[Stored data]
★ ★ ★ ★ ★ ★ ★

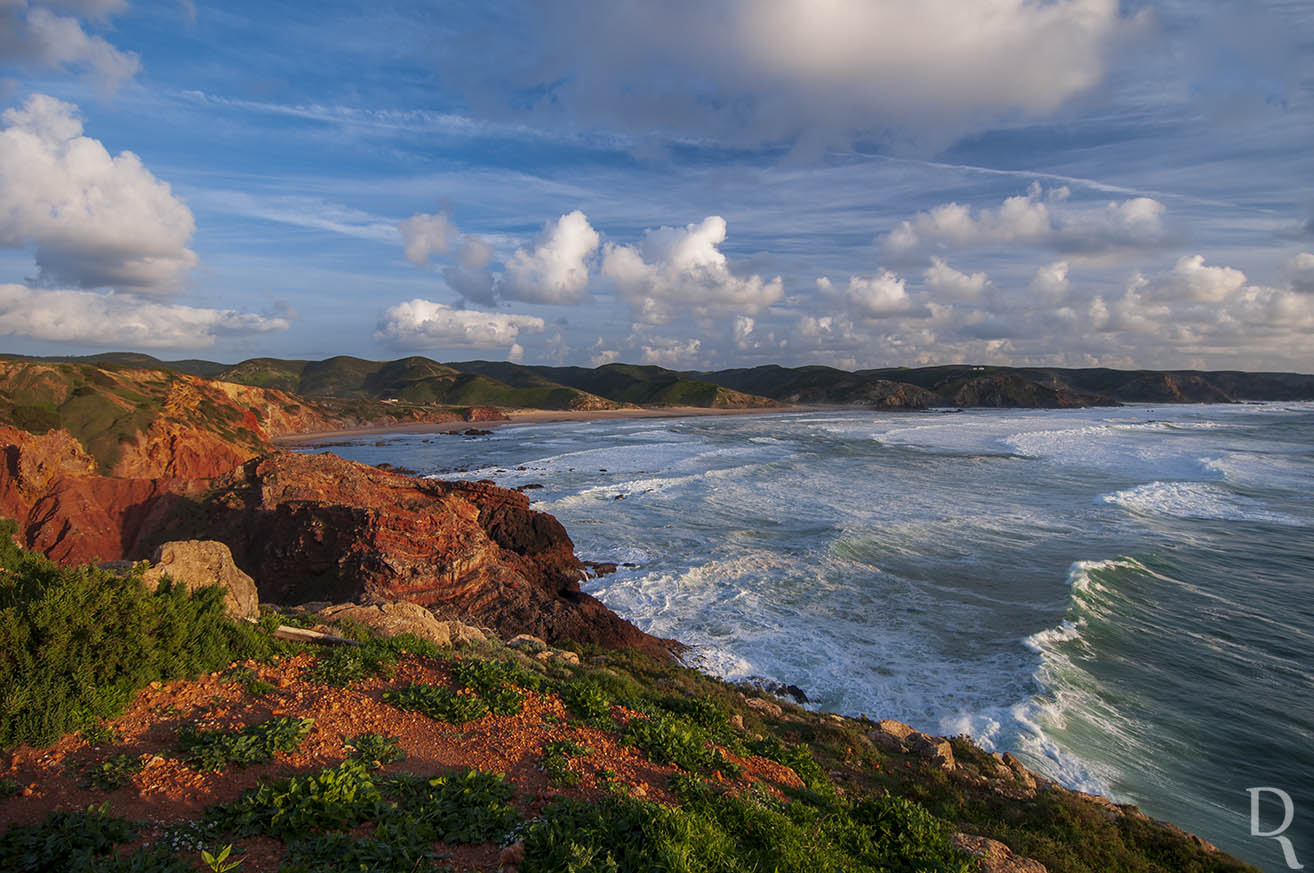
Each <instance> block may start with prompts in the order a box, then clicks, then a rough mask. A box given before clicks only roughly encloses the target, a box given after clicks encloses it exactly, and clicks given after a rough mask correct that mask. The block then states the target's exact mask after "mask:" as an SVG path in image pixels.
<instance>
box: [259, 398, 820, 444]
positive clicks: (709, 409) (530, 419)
mask: <svg viewBox="0 0 1314 873" xmlns="http://www.w3.org/2000/svg"><path fill="white" fill-rule="evenodd" d="M832 409H845V408H844V406H770V408H763V406H746V408H742V409H712V408H708V406H660V408H633V409H506V410H501V412H502V414H505V415H506V417H507V418H505V419H497V421H449V422H398V423H393V425H364V426H361V427H347V429H343V430H323V431H310V433H305V434H284V435H283V436H273V438H271V440H269V442H272V443H273V444H276V446H280V447H286V448H292V447H305V446H315V444H319V443H323V442H325V440H340V439H352V438H360V436H377V435H382V434H445V433H448V431H453V430H455V431H457V433H460V431H464V430H470V429H477V430H487V429H494V427H507V426H511V425H548V423H558V422H582V421H585V422H586V421H611V419H629V418H698V417H704V415H779V414H787V413H804V412H827V410H832Z"/></svg>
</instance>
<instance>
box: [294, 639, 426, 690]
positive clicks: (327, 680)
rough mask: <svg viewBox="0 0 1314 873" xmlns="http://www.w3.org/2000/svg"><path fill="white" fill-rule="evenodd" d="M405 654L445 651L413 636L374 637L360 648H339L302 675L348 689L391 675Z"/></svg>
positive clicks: (370, 639)
mask: <svg viewBox="0 0 1314 873" xmlns="http://www.w3.org/2000/svg"><path fill="white" fill-rule="evenodd" d="M406 653H411V655H420V656H423V657H443V653H442V651H440V649H439V648H438V647H436V646H434V643H431V642H428V640H423V639H419V638H418V636H413V635H411V634H403V635H401V636H394V638H392V639H381V638H377V636H374V638H371V639H367V640H365V642H364V643H363V644H361V646H339V647H336V648H331V649H328V651H327V652H325V653H323V655H319V656H318V657H317V659H315V663H314V664H311V665H310V668H309V669H306V672H305V673H304V674H302V677H304V678H307V680H310V681H311V682H323V684H325V685H335V686H338V688H346V686H347V685H351V684H352V682H359V681H360V680H363V678H369V677H371V676H392V672H393V671H394V669H396V667H397V661H398V660H401V657H402V656H403V655H406Z"/></svg>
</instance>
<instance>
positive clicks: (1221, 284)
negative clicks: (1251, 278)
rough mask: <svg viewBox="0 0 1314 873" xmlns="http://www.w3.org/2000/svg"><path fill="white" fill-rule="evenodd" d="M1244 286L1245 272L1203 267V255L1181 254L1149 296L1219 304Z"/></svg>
mask: <svg viewBox="0 0 1314 873" xmlns="http://www.w3.org/2000/svg"><path fill="white" fill-rule="evenodd" d="M1244 284H1246V273H1243V272H1242V271H1239V270H1234V268H1231V267H1206V266H1205V256H1204V255H1184V256H1183V258H1180V259H1177V263H1176V264H1175V266H1173V268H1172V272H1169V273H1168V276H1167V280H1166V281H1162V283H1158V284H1156V285H1155V287H1154V292H1152V293H1154V296H1155V297H1156V298H1159V300H1196V301H1204V302H1221V301H1223V300H1226V298H1227V297H1229V296H1230V295H1231V293H1233V292H1235V291H1236V289H1238V288H1240V287H1242V285H1244Z"/></svg>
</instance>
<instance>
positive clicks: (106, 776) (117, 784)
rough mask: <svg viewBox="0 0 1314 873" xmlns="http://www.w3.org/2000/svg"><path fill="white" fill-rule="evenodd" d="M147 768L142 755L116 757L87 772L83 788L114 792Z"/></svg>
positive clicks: (145, 760)
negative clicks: (86, 776)
mask: <svg viewBox="0 0 1314 873" xmlns="http://www.w3.org/2000/svg"><path fill="white" fill-rule="evenodd" d="M145 767H146V759H145V757H142V756H141V755H129V753H126V752H125V753H122V755H114V756H112V757H108V759H105V760H104V761H101V763H100V764H96V765H95V767H92V768H91V769H88V770H87V774H85V776H87V781H85V782H84V784H83V788H95V789H100V790H101V791H113V790H114V789H118V788H122V786H125V785H127V784H129V782H131V781H133V777H134V776H137V774H138V773H141V772H142V768H145Z"/></svg>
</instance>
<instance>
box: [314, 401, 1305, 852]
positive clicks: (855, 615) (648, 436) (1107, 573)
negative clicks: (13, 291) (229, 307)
mask: <svg viewBox="0 0 1314 873" xmlns="http://www.w3.org/2000/svg"><path fill="white" fill-rule="evenodd" d="M378 443H381V444H378ZM331 451H334V452H336V454H339V455H342V456H344V458H350V459H352V460H360V461H364V463H368V464H377V463H381V461H388V463H392V464H398V465H405V467H409V468H411V469H417V471H419V472H420V473H426V475H440V476H443V477H448V479H490V480H494V481H495V483H497V484H499V485H505V486H509V488H514V486H518V485H527V484H541V485H543V488H541V489H535V490H528V492H527V494H530V496H531V497H532V498H533V501H535V502H533V505H535V507H536V509H541V510H544V511H548V513H552V514H553V515H556V517H557V518H560V519H561V522H562V523H564V525H565V526H566V530H568V531H569V534H570V536H572V539H573V540H574V543H576V548H577V552H578V554H579V555H581V557H583V559H587V560H598V561H615V563H618V564H632V565H633V567H623V568H622V569H620V571H619V572H616V573H615V575H612V576H606V577H602V578H597V580H590V581H589V582H586V584H585V589H586V590H589V592H591V593H593V594H595V596H598V597H599V598H600V600H602V601H603V602H606V603H607V605H608V606H611V607H612V609H614V610H616V611H618V613H620V614H622V615H624V617H625V618H628V619H631V621H633V622H635V623H636V625H639V626H640V627H643V628H644V630H646V631H649V632H653V634H657V635H661V636H673V638H677V639H679V640H682V642H685V643H689V644H691V646H694V653H692V659H691V660H692V661H694V663H695V664H698V665H699V667H702V668H704V669H707V671H710V672H712V673H716V674H720V676H724V677H727V678H748V677H765V678H770V680H777V681H782V682H788V684H795V685H799V686H800V688H803V689H804V690H805V692H807V694H808V697H809V698H811V701H812V702H811V706H815V707H817V709H821V710H828V711H837V713H845V714H851V715H857V714H867V715H869V717H871V718H895V719H899V720H903V722H908V723H911V724H913V726H915V727H918V728H921V730H926V731H930V732H936V734H943V735H957V734H970V735H971V736H974V738H975V739H976V740H978V742H979V743H980V744H982V745H984V747H986V748H988V749H995V751H1012V752H1014V753H1016V755H1017V756H1018V757H1020V759H1022V760H1024V761H1025V763H1026V764H1028V765H1029V767H1031V768H1033V769H1034V770H1037V772H1041V773H1045V774H1046V776H1050V777H1051V778H1055V780H1058V781H1060V782H1063V784H1066V785H1068V786H1072V788H1077V789H1081V790H1087V791H1096V793H1100V794H1105V795H1109V797H1112V798H1114V799H1117V801H1120V802H1133V803H1137V805H1138V806H1141V807H1142V809H1143V810H1144V811H1146V813H1147V814H1150V815H1152V816H1156V818H1164V819H1168V820H1171V822H1175V823H1176V824H1180V826H1181V827H1184V828H1187V830H1189V831H1192V832H1194V834H1198V835H1201V836H1204V838H1205V839H1208V840H1210V841H1213V843H1215V844H1218V845H1219V847H1222V848H1225V849H1226V851H1229V852H1233V853H1235V855H1238V856H1239V857H1242V859H1244V860H1247V861H1250V862H1252V864H1256V865H1259V866H1261V868H1263V869H1265V870H1273V872H1277V870H1285V869H1288V868H1286V864H1285V862H1284V856H1282V852H1281V849H1280V847H1279V844H1277V841H1276V840H1273V839H1267V838H1255V836H1251V835H1250V834H1251V798H1250V794H1247V790H1246V789H1248V788H1256V786H1265V788H1277V789H1281V790H1284V791H1286V793H1288V794H1289V795H1290V798H1292V807H1293V822H1292V824H1290V826H1289V828H1288V830H1286V831H1285V836H1288V838H1290V839H1292V840H1293V847H1294V851H1296V853H1297V856H1298V859H1300V861H1301V862H1302V864H1306V865H1311V864H1314V404H1259V405H1206V406H1185V405H1184V406H1176V405H1163V406H1125V408H1116V409H1079V410H964V412H961V413H950V412H929V413H876V412H815V413H813V412H808V413H784V414H762V415H724V417H696V418H670V419H653V418H643V419H608V421H591V422H565V423H539V425H514V426H503V427H499V429H497V430H495V431H494V433H493V435H491V436H480V438H465V436H453V435H435V434H426V435H396V436H388V438H385V439H380V438H378V436H371V438H369V439H361V440H360V442H359V443H355V444H348V446H335V447H332V448H331ZM1261 798H1263V802H1261V807H1260V813H1261V815H1260V826H1261V828H1263V830H1272V828H1276V827H1279V826H1280V824H1281V822H1282V818H1284V809H1282V805H1281V802H1280V799H1279V798H1277V795H1276V794H1272V793H1265V794H1263V795H1261Z"/></svg>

★ ★ ★ ★ ★ ★ ★

> _What to do_: Reproduce only the lines from the beginning of the data through the line that contains "654L445 651L413 636L374", both included, and please drop the pictures.

> _Your solution_:
Each <instance> block may start with prompts in the order a box, then clicks, then a rough mask. A box given before clicks only roughly encloses the target, a box given after clicks encloses it exactly, and clicks given after a rough mask correct that mask. The block then states the target's exact mask after "mask:" as an SVG path in image pixels.
<instance>
box: [259, 398, 820, 444]
positive clicks: (709, 409) (530, 419)
mask: <svg viewBox="0 0 1314 873" xmlns="http://www.w3.org/2000/svg"><path fill="white" fill-rule="evenodd" d="M832 409H845V408H844V406H770V408H763V406H746V408H742V409H712V408H708V406H660V408H633V409H506V410H501V412H502V414H505V415H506V417H507V418H505V419H497V421H449V422H398V423H393V425H364V426H361V427H347V429H343V430H323V431H310V433H305V434H284V435H283V436H273V438H271V440H269V442H272V443H273V444H276V446H280V447H286V448H292V447H305V446H315V444H319V443H323V442H325V440H340V439H352V438H360V436H377V435H382V434H445V433H448V431H453V430H455V431H457V433H460V431H464V430H470V429H477V430H487V429H494V427H507V426H511V425H548V423H558V422H582V421H585V422H586V421H611V419H629V418H698V417H704V415H779V414H787V413H804V412H827V410H832Z"/></svg>
</instance>
<instance>
box: [294, 639, 426, 690]
positive clicks: (327, 680)
rough mask: <svg viewBox="0 0 1314 873" xmlns="http://www.w3.org/2000/svg"><path fill="white" fill-rule="evenodd" d="M405 654L445 651L413 636L374 637L360 648H339L302 675L348 689L391 675Z"/></svg>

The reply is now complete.